**TASK DIRECTIONS**
Please answer from the Vehicle 19 review below: where is Michael's wife employed?

**DOCUMENT PASSAGE**
-*-
Vehicle 19 (2013)
4/10
A Man With A Knack For Being In The Wrong Place.and/or Movie
6 May 2013
Warning: Spoilers
Vehicle 19 starts off with an American being chased by the Police, cars and a helicopter, through a gritty large urban city, in Jamaica possibly? The man seems desperate and in quite a bad situation. The present action ends with what appears to be an impending possible crash by use of a fade-out with the caption: "Earlier".

So, "earlier", the protagonist named Michael gets into his airport rental which is problematic as it apparently isn't the vehicle he requested. Being already late and apparently seeking to renew a troubled life and relationship he calls a woman who he is to meet. This movie is already playing on the modus operandi of giving almost no back-story excepting there has been trouble in Michael's life, likely of the criminal kind, and he is in a far place hoping for a renewed relationship with his significant other (who turns out to be his wife who is employed at The American Embassy). Audibly, as we yet have no idea who the woman is, a phone conversation transpires in which she warns Michael not to let her down again - to which he says he will not. He repeats "stay out of trouble" several time over to himself as he drives. Funny, the writers feel it is important we know that trouble will ensue by ramming it home...Wow, thanks!

As Michael drives everything seems "off". He gets lost and in stuck traffic. A call to the woman who he is meeting underscores just how "hanging-on-a-thread" the their relationship is as she mentions a reference to if he has stopped for liquor implying myriad trust issues. Good, now we can have a "doomed" love story undercurrent!

While waiting in traffic, a wolf casually strolls by his rear-view mirror between traffic. Spooky? Things are definitely off in this place. Two kids pull a "grift" on him as he waits. Things ramp up for the worse. He resumes his trek to meet the woman, Angie which turns out to be his (estranged?) wife, but not only is he still lost, but he finds a gun under the seat and he gets a phone call from a mysterious mobile phone planted among the things in the car. After this he decides to just dump the car and it's contents, but a second call convinces him that there was a legitimate mix-up involving an under-cover police person for who the car was intended. He is to meet the police to simply exchange the car. While the viewer now has a feeling of a story coming together you're still as "lost" as the Michael character is as he tries to find his new destination. This movie purposely holds back hoping to build suspense. Even realizing he will get a "tongue-lashing" from Angie, Michael calls her to get directions to his car-exchange destination. She is told she has to trust him and to not ask questions. She acquiesces because you know she just loves the punishment by her one "true" love has already given...And, now there promises to be more good times ahead!
-*-
**DATA SECTION**
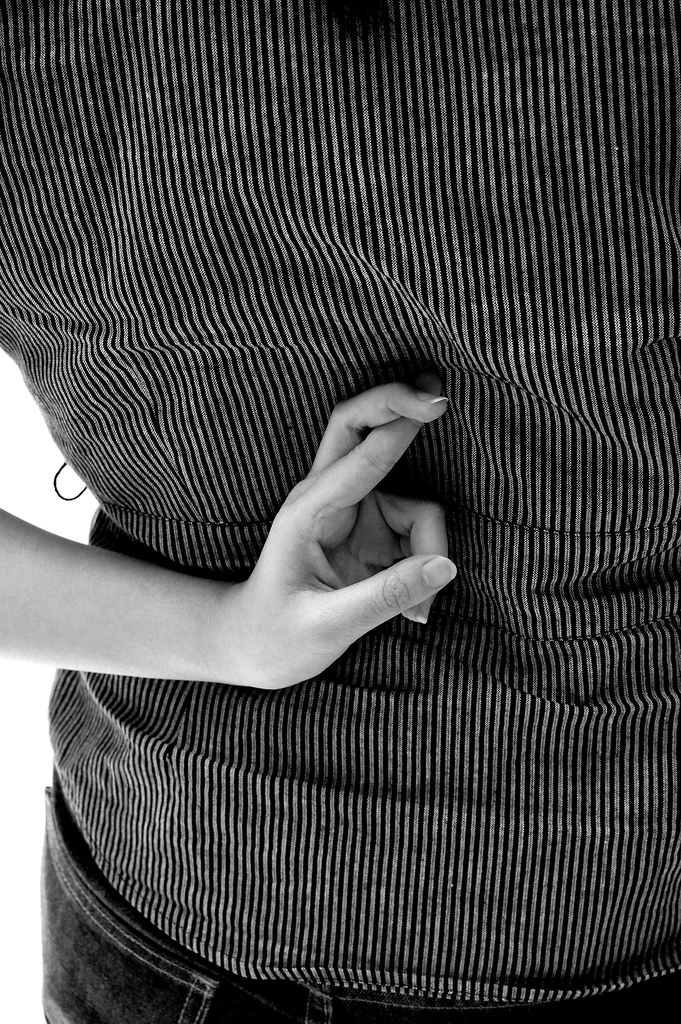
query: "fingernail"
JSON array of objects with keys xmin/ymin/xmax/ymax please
-*-
**THE ANSWER**
The American Embassy.